═════ LISTING

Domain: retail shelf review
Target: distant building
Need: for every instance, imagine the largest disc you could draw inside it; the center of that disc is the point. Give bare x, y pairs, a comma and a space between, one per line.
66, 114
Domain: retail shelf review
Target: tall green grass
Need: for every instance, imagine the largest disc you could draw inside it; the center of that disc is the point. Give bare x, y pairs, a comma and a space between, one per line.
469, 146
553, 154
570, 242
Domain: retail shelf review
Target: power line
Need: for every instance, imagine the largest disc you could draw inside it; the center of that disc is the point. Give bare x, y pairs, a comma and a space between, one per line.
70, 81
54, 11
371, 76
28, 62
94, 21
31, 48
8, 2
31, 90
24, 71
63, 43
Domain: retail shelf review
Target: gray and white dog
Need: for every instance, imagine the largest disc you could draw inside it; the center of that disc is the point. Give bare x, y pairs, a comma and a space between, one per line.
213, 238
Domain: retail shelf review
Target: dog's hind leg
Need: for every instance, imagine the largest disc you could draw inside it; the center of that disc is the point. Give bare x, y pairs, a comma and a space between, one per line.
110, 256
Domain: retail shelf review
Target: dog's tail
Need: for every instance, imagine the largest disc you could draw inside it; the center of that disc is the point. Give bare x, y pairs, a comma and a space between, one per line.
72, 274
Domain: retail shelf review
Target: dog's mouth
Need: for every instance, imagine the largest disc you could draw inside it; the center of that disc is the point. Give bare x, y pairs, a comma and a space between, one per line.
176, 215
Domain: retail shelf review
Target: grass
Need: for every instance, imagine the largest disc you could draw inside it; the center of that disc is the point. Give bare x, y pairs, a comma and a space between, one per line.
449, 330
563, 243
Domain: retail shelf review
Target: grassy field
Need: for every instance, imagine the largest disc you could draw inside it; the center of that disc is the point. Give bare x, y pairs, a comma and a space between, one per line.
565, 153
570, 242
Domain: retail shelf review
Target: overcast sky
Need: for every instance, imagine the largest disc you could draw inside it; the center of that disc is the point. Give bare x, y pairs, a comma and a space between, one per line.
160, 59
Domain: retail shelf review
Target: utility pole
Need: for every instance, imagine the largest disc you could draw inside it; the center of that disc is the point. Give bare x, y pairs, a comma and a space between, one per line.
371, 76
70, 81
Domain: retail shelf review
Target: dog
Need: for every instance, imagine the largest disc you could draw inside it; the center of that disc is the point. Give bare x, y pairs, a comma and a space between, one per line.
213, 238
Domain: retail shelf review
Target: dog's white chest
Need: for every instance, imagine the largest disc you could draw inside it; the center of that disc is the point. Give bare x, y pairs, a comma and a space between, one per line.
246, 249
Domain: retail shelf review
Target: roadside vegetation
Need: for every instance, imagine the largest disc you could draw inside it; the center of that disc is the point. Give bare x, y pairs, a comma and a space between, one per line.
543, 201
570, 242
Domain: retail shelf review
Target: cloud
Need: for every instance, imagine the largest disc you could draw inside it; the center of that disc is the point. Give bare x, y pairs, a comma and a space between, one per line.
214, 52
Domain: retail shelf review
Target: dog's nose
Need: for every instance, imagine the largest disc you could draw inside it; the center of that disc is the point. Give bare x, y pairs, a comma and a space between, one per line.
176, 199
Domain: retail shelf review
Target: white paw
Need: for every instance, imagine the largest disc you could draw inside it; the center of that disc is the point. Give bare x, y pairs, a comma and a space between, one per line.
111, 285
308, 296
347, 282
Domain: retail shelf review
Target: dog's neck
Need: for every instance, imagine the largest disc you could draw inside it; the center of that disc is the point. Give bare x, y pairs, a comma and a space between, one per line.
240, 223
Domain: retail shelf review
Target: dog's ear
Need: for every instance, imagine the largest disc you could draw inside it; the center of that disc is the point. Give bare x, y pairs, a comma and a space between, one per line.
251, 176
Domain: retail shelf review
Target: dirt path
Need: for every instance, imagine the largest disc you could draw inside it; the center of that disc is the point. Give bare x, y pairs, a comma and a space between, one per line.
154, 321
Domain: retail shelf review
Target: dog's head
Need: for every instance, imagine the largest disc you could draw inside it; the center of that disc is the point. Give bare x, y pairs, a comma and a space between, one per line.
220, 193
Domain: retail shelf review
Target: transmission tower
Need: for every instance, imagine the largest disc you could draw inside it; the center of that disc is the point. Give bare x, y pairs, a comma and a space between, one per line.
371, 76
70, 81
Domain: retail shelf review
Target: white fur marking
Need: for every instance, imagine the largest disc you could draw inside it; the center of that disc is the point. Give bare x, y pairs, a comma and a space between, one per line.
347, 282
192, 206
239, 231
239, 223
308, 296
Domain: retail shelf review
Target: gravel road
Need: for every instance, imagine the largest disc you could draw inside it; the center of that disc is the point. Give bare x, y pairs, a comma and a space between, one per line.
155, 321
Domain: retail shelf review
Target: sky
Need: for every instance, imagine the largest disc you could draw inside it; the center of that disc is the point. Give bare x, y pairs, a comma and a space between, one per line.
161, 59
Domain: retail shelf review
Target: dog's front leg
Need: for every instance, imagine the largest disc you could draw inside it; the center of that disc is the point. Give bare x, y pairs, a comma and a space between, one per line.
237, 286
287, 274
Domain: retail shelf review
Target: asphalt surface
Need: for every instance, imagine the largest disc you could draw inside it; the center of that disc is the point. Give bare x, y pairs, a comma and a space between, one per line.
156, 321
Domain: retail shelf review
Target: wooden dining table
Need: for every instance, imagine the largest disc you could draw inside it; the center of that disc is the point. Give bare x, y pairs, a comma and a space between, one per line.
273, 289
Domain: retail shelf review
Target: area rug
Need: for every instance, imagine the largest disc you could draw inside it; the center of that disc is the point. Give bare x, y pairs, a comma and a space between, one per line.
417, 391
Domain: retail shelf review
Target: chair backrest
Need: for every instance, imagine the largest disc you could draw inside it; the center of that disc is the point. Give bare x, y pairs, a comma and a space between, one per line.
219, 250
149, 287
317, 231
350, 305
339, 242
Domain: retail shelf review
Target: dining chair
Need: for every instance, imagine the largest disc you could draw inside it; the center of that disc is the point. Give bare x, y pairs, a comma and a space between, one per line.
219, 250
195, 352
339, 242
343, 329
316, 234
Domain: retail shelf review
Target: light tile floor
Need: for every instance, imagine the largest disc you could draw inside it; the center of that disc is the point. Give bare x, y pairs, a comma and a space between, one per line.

══════════

* **WHAT TO PRODUCE**
Copy every record above exactly as it appears.

* **WRITTEN RESPONSE**
Domain: retail shelf review
Target: distant building
Need: for every instance, imagine the largest disc you could draw inside it; the center of that disc is the point. Give bare x, y pairs, a comma and a space between, one per line.
66, 114
Domain: retail shelf review
Target: tall green grass
Need: for every instance, imagine the largest disc you could draw inside it; the center of that disc is the point. Give bare x, y pairs, a comma and a space between, one per line.
469, 146
553, 154
570, 242
Domain: retail shelf review
Target: power line
Need: for every instance, imagine the largest disc you could draw inside it; the center of that disc is the point. Give bare x, y pairs, a comma and a space between, one per line.
70, 81
54, 11
371, 76
28, 62
94, 21
31, 48
8, 2
31, 90
24, 71
63, 43
Domain: retail shelf review
Target: gray and white dog
Need: for every instance, imagine the largest disc you could draw inside it; the center of that disc is the point. Give bare x, y pairs, a comma and a space between, one per line.
213, 238
Domain: retail shelf review
Target: dog's hind leg
Need: for every instance, imagine the largest disc you could draw inside it; the center of that disc is the point. Give bare x, y pairs, a comma and a space between, one per line.
110, 256
Domain: retail shelf review
Target: dog's tail
Need: for every instance, imagine the largest disc you could draw inside it; the center of that disc is the point. Give bare x, y pairs, a comma and a space between, one per line.
72, 274
Domain: retail shelf review
Target: dog's mouth
Need: for every instance, imagine the largest disc you could draw inside it; the center of that disc is the point. Give bare x, y pairs, a comma and a space between, one per line.
176, 215
Domain: retail shelf review
Target: grass
Need: for every instance, imagine the largest disc you could draw inside it; the center of that disc is the point. Give bare x, y pairs, a comma and a space between, one per line.
449, 330
563, 243
Domain: retail shelf review
Target: grassy field
Need: for every instance, imagine the largest disc you could draw inside it; the center of that disc is the point. Give bare x, y pairs, a comma and a space between, one per line.
565, 153
570, 242
Domain: retail shelf review
Target: overcast sky
Need: for every instance, imagine the largest disc you could draw inside it; the center of that disc is the point. Give bare x, y pairs, a comma and a space between, one per line.
160, 59
Domain: retail shelf review
Target: utility pole
Need: for every instance, imagine the largest disc you could draw inside it; the center of that disc is the point. Give bare x, y pairs, a comma and a space between, one per line.
371, 76
70, 81
Domain: retail shelf review
Target: dog
Need: for every instance, imagine the largest disc you could draw inside it; the center of that disc is the point. Give bare x, y pairs, a comma and a space between, one per line.
213, 238
Domain: retail shelf review
Target: dog's white chest
Need: for every instance, imagine the largest disc you could draw inside it; the center of that disc is the point. Give bare x, y pairs, a comma and a space between, one per line.
246, 249
Domain: retail shelf review
Target: roadside vegetation
Need: for every instance, imagine the largest disc you could draw inside it; the center of that disc is the point. Give bare x, y pairs, a comma and a space between, one per line.
543, 201
570, 242
Domain: retail shelf review
Target: cloud
Need: for every instance, imagine the largest disc you could draw inside it; the center of that disc is the point. Give bare x, y pairs, a comma and a space between, one per line.
214, 52
Domain: retail shelf review
Target: dog's nose
Need: for every instance, imagine the largest disc you could draw inside it; the center of that disc is the point. Give bare x, y pairs, a comma and a space between, one per line.
176, 199
Domain: retail shelf review
Target: white paw
Need: for every instance, imagine the largest disc you could draw inside it; the center of that disc is the point. Give bare x, y pairs, a comma and a space between, one per line.
111, 285
308, 296
347, 282
Domain: retail shelf review
Target: dog's neck
Need: for every instance, imagine the largest disc you could draw inside it; the center of that disc is the point. Give bare x, y pairs, a comma and a space between, one per line.
240, 223
Domain: retail shelf review
Target: dog's ear
Need: for every instance, imagine the largest disc you could draw inside it; the center of that disc is the point. Give bare x, y pairs, a comma and a space between, one per line.
251, 176
Domain: retail shelf review
Target: dirt path
Need: for every instance, imagine the largest disc you could draw inside it; the center of that disc is the point. Give bare x, y pairs, a comma and a space between, one per line.
154, 321
Domain: retail shelf review
Target: dog's head
Need: for every instance, imagine the largest disc you could draw inside it; the center of that disc is the point. Give bare x, y pairs, a comma and a space between, one per line.
220, 193
Domain: retail shelf review
Target: transmission tower
Need: for every instance, imagine the largest disc you could draw inside it; the center of that disc is the point. Give bare x, y pairs, a comma and a space between, one per line.
371, 76
70, 81
Domain: retail shelf review
Target: white fur marking
Need: for every instance, imagine the largest disc you could draw inside it; the center of that disc is the point. Give bare x, y pairs, a comma and a space between, one per line.
347, 282
192, 206
239, 231
239, 223
308, 296
Domain: retail shelf review
Target: gravel road
Need: for every instance, imagine the largest disc you could draw inside it; the center of that disc is the point. Give bare x, y pairs, a comma and a space between, one per line.
155, 321
Domain: retail shelf review
Target: sky
Need: for every instance, imagine the largest disc you could draw inside it; the center of that disc is the point. Give bare x, y pairs, a comma and a space between, one per line.
161, 59
Domain: retail shelf review
Target: dog's front leg
Need: for every instance, imagine the largest disc you could draw inside it; the center of that disc is the point. Give bare x, y pairs, a comma and a space between, one per line.
237, 286
287, 274
Domain: retail shelf review
Target: asphalt surface
Need: for every instance, imagine the largest disc you could draw inside it; the center of that disc is the point. Give bare x, y pairs, a comma and a space between, one per line.
156, 321
Domain: retail shelf review
Target: wooden dining table
Need: for every instance, imagine the largest disc you could draw inside it; the center of that disc is the point. Give bare x, y pairs, a comma and a space between, one per line.
273, 289
Domain: retail shelf review
Target: area rug
Need: for every instance, imagine the largest disc you could draw inside it; the center of that disc is the point. Give bare x, y pairs, a comma and a space between, one per line.
417, 391
Domain: retail shelf review
Target: chair backrest
Need: for every instance, imagine the largest disc you could draw inside it; the center of that disc is the point. Give bare x, y pairs, a comma and a space between, one per line.
219, 250
149, 287
317, 231
350, 305
339, 242
Domain: retail shelf review
Target: dining chair
Need: for every instance, imagine the largest disc you could draw inside it; the center of that disc is the point. Give bare x, y pairs, a comma and a space between, one per line.
219, 250
195, 352
339, 242
343, 329
316, 234
Domain: retail shelf review
Target: light tile floor
Need: for every instance, imagine the largest disc you could draw inside it; the center of that disc is the point. Give bare x, y pairs, a comma and a space between, one per line.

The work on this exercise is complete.